+++ SUPPLIED PASSAGE

I think I know where I'm going to school next year. (I'm trying to become a physical therapist.) This process has been grueling, emotional, longer than expected, and different than when I applied to doctoral programs a couple years ago. In both processes, however, only a select few are picked, and you never really figure out why one person is picked over another.
My analytical brain yearns to know why some schools accepted me and some didn't (I applied to nine for PT and around five or six for PhD). Especially when some schools that accepted me have so-called "better", or what-have-you, reputations than some schools a little lower on the perceptive totem pole. What a wise family member told me though, "the best part of that is you don't have to spend ANY time worrying about that [why a school picked you and why one didn't], it doesn't matter." And as much as I want to gather data and take it all as a way to better myself and figure out what I did wrong, the reality of it is that I might not have done anything wrong. My biggest fault could have been that I didn't live in the state where the school I was applying to is located. And so while being rejected from something sucks and can result in an insanely personal reaction, being accepted somewhere, anywhere, is relieving.
The irony of the school I'm going to is that it was on the bottom of my list when all of this started. It was kind of a random place that I chose to apply to, but after every interaction and contact I've had with them, I get that fuzzy feeling; my mom thinks I'm just excited to go there. "It's nice to be wanted, isn't it?" And it is. The downside is their pricetag, as I'm out of state and the state has a rule about becoming in-state (i.e. it's harder than most other states). Accruing hella debt is obviously a very overwhelming thought. Do I knowingly jump into the depths of a hole where I can't see the bottom?
I think I'm learning that this is one of those questions you can't really know what the consequences are until they happen, and you just have to roll with things. (Which is hard for someone who plans when nervous.) So instead of thinking about this question, I probably just need to do it first, think later. Is this the "right" decision? Is there only one right decision? I'm not sure. But I have to make the best decision I can at the time with the information I have.
I missed the memo on International Happiness Day, and thus, should rejoice this weekend, knowing I have an impetus for another chapter in my life. Go team...?!

++++++
+++ EXTRACTED RECORDS

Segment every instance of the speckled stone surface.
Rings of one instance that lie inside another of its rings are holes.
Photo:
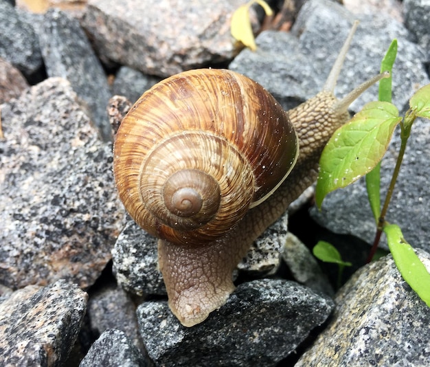
[[[98,52],[146,74],[169,76],[238,51],[230,34],[241,0],[89,0],[83,25]]]
[[[239,271],[251,276],[274,274],[281,263],[281,250],[287,232],[286,212],[251,245],[247,256],[238,265]]]
[[[19,70],[0,57],[0,104],[18,97],[28,88],[28,83]]]
[[[98,138],[64,79],[3,104],[1,118],[0,283],[91,285],[125,220],[111,145]]]
[[[327,318],[334,304],[294,282],[238,287],[203,323],[181,325],[166,302],[137,309],[140,333],[157,366],[275,366]]]
[[[430,271],[430,254],[417,252]],[[297,367],[429,365],[430,308],[391,255],[356,272],[335,300],[331,322]]]
[[[115,329],[124,332],[135,346],[142,347],[137,331],[136,307],[128,294],[120,287],[105,285],[96,293],[91,294],[87,313],[95,335]]]
[[[0,56],[31,77],[43,61],[37,36],[31,25],[8,1],[0,1]]]
[[[122,331],[106,330],[91,346],[79,367],[146,367],[147,358]]]
[[[124,96],[132,103],[135,103],[144,92],[161,79],[157,76],[144,74],[128,66],[122,66],[117,71],[113,80],[112,93]]]
[[[63,366],[78,336],[87,298],[64,280],[14,292],[0,303],[0,364]]]
[[[111,93],[100,61],[78,19],[58,9],[48,10],[36,31],[48,76],[70,82],[88,106],[88,113],[104,140],[111,138],[106,107]]]
[[[166,293],[158,269],[157,241],[132,219],[118,236],[112,250],[113,272],[126,291],[139,296]]]

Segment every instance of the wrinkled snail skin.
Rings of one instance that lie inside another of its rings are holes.
[[[322,149],[349,120],[349,104],[381,78],[341,100],[333,95],[356,27],[323,91],[287,113],[255,82],[201,69],[161,82],[124,118],[114,146],[117,187],[135,221],[161,238],[169,307],[183,325],[224,304],[251,244],[315,181]],[[196,171],[198,184],[182,187]]]

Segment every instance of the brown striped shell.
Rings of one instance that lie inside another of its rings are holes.
[[[198,69],[144,93],[114,146],[120,197],[148,232],[176,243],[213,241],[269,196],[293,168],[288,115],[260,85]]]

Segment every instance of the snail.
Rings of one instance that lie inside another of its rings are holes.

++++++

▸ ASSIGNED TASK:
Extract the portion of the post about choosing a physical therapy school that runs from "I think I know" to "picked over another.".

▸ TASK RESPONSE:
I think I know where I'm going to school next year. (I'm trying to become a physical therapist.) This process has been grueling, emotional, longer than expected, and different than when I applied to doctoral programs a couple years ago. In both processes, however, only a select few are picked, and you never really figure out why one person is picked over another.